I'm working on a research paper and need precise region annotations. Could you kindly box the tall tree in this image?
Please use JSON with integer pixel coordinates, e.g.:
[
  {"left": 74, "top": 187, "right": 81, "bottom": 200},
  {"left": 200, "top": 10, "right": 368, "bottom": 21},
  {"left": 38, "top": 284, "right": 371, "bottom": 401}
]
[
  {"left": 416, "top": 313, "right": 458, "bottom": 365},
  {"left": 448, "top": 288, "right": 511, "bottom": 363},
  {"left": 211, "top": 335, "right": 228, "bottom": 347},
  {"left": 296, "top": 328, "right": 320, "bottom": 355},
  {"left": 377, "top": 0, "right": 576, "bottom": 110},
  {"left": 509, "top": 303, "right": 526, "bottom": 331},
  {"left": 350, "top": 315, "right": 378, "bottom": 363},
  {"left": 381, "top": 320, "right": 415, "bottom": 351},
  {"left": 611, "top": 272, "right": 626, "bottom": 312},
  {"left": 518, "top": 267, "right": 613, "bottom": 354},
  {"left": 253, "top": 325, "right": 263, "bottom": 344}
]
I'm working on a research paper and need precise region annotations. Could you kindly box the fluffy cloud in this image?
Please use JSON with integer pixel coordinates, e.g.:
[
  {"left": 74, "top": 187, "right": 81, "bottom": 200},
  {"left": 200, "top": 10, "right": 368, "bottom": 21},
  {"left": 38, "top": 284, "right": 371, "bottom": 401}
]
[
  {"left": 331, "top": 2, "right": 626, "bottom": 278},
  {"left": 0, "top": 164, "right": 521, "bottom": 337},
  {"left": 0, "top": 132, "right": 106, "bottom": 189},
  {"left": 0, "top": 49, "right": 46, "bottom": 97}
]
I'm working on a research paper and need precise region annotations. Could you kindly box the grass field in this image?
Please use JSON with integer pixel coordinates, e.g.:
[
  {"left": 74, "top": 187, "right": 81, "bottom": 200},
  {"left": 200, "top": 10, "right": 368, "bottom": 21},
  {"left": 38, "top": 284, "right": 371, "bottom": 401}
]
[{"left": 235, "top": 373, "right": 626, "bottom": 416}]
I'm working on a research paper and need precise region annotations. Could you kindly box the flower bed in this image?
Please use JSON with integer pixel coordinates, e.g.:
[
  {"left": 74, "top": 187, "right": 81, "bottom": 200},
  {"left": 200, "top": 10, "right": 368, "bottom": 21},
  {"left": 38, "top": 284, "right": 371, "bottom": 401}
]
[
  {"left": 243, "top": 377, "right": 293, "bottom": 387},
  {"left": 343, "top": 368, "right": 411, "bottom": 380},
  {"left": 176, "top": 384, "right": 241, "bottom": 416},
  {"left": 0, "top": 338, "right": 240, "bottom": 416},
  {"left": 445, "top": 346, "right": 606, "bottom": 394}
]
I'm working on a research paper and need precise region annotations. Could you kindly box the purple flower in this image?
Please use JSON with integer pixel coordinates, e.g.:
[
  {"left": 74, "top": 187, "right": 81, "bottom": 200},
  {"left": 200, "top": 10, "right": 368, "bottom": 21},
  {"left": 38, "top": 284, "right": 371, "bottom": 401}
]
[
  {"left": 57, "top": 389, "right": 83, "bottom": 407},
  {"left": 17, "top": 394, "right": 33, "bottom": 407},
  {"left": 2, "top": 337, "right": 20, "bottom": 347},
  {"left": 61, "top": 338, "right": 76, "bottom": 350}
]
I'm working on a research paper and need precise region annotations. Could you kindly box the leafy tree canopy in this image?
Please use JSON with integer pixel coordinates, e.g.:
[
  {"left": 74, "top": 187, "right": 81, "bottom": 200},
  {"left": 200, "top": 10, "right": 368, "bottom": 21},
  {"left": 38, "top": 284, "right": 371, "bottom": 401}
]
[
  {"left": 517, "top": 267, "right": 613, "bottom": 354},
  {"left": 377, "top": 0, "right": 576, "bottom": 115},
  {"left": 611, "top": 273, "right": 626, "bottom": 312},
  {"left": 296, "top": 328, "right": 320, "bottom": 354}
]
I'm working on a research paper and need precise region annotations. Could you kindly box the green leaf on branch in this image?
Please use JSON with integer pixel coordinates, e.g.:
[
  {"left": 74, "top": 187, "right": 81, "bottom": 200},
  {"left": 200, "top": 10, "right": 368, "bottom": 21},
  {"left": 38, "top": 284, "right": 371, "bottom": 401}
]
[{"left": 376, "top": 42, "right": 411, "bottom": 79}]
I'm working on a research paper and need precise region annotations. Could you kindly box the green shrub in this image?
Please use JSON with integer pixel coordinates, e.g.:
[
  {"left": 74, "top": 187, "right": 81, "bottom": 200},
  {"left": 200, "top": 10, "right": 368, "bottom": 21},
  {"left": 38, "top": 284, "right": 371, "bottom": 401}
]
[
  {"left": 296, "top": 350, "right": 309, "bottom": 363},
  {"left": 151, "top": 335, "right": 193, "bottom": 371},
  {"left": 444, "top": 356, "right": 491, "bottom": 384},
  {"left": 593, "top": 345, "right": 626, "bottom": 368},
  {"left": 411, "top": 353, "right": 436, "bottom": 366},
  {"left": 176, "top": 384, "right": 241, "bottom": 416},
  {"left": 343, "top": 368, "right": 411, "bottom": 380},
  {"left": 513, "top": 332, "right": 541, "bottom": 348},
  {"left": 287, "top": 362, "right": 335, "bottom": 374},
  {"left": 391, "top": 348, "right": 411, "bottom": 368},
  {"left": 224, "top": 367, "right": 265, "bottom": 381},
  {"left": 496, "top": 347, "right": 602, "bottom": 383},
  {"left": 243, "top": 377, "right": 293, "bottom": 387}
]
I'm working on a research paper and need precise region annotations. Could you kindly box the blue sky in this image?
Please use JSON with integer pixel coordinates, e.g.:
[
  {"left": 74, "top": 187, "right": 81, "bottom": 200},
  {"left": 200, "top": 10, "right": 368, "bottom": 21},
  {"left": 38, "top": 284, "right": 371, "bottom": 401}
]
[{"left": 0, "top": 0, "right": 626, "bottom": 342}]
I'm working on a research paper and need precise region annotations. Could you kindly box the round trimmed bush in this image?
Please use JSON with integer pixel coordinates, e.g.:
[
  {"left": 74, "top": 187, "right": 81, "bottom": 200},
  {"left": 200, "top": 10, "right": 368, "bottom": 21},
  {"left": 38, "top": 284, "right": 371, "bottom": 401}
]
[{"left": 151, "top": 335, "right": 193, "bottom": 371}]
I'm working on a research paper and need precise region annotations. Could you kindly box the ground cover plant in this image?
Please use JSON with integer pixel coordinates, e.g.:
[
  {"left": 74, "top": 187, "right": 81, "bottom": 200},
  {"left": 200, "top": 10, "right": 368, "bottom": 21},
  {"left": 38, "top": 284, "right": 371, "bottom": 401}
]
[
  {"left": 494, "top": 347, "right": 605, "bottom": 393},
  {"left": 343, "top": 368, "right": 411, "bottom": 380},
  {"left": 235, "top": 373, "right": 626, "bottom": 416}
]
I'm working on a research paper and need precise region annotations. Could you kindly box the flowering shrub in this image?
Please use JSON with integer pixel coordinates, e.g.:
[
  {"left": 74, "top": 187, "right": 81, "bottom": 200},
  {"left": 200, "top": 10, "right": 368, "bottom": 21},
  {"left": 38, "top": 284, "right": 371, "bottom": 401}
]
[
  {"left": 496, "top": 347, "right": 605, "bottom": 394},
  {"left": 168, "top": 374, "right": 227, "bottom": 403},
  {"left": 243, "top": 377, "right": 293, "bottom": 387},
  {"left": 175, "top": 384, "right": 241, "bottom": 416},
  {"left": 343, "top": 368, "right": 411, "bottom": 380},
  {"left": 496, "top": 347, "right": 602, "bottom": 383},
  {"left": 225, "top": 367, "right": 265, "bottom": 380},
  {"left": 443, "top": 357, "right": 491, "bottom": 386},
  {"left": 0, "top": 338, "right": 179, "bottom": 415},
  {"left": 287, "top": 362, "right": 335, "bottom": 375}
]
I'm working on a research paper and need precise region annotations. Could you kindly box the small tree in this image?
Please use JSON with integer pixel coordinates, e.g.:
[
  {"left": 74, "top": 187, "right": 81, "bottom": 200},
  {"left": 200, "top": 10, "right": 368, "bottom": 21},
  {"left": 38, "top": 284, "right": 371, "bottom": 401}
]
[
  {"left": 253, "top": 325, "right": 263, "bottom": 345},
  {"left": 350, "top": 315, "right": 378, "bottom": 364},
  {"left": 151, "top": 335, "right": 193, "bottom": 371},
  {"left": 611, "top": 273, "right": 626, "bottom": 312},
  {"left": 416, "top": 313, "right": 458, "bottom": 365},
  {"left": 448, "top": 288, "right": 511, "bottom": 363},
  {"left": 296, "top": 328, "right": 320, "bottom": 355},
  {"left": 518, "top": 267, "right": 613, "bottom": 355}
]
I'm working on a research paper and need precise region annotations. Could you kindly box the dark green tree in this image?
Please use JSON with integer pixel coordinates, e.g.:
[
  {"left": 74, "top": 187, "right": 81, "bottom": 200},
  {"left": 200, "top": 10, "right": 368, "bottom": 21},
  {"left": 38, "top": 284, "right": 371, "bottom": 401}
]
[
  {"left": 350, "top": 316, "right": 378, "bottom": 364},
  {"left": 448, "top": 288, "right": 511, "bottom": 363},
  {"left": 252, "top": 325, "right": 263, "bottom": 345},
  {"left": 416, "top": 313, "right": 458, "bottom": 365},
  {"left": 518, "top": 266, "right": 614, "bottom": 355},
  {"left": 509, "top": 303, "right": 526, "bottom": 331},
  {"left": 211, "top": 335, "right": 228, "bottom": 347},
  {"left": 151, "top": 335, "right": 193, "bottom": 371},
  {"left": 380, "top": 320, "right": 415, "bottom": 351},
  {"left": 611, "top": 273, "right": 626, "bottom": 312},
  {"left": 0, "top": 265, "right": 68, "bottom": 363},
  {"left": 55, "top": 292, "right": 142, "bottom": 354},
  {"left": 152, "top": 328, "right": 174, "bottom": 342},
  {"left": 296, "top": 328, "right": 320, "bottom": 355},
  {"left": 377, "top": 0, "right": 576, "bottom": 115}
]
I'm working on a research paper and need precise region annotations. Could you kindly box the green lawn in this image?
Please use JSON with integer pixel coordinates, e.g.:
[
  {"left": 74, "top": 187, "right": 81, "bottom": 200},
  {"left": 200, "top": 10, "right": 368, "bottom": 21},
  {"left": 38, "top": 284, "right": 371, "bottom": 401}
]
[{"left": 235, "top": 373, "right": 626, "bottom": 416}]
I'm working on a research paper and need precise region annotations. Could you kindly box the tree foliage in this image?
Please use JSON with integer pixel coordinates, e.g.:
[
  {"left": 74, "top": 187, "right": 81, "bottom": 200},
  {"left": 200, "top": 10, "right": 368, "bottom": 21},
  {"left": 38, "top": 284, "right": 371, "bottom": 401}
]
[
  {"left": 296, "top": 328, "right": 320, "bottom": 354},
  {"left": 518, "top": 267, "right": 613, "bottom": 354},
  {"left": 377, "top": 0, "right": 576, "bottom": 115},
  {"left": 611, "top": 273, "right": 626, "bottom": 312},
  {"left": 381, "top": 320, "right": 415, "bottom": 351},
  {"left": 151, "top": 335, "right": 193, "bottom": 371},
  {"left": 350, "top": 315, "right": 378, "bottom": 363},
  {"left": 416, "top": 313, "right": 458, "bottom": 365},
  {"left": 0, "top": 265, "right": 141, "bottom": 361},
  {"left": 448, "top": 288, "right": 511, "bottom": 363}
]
^^^^^^^^^^^^^^^^
*Required work*. All lines from the one containing "lawn in this image?" through the final line of the listing above are to be reproduced exactly; include both and add nothing.

*Correct output*.
I'm working on a research paper and need precise region annotations. Could you kindly box the green lawn in this image?
Please use JSON with integer pixel coordinates, e.g.:
[
  {"left": 74, "top": 187, "right": 81, "bottom": 200},
  {"left": 200, "top": 10, "right": 368, "bottom": 21},
  {"left": 38, "top": 284, "right": 371, "bottom": 401}
]
[{"left": 235, "top": 373, "right": 626, "bottom": 416}]
I'm working on a research paper and need precise region annotations. Could you kindly box the tree foliage in this image?
Please use JSON with integer pixel coordinates, e.g.:
[
  {"left": 74, "top": 187, "right": 81, "bottom": 200},
  {"left": 200, "top": 10, "right": 368, "bottom": 21},
  {"left": 38, "top": 284, "right": 371, "bottom": 401}
]
[
  {"left": 296, "top": 328, "right": 320, "bottom": 354},
  {"left": 518, "top": 267, "right": 613, "bottom": 354},
  {"left": 377, "top": 0, "right": 576, "bottom": 115},
  {"left": 611, "top": 273, "right": 626, "bottom": 312},
  {"left": 381, "top": 320, "right": 415, "bottom": 351},
  {"left": 151, "top": 335, "right": 193, "bottom": 371},
  {"left": 350, "top": 315, "right": 378, "bottom": 363},
  {"left": 416, "top": 313, "right": 458, "bottom": 365},
  {"left": 0, "top": 265, "right": 141, "bottom": 361},
  {"left": 448, "top": 288, "right": 511, "bottom": 363}
]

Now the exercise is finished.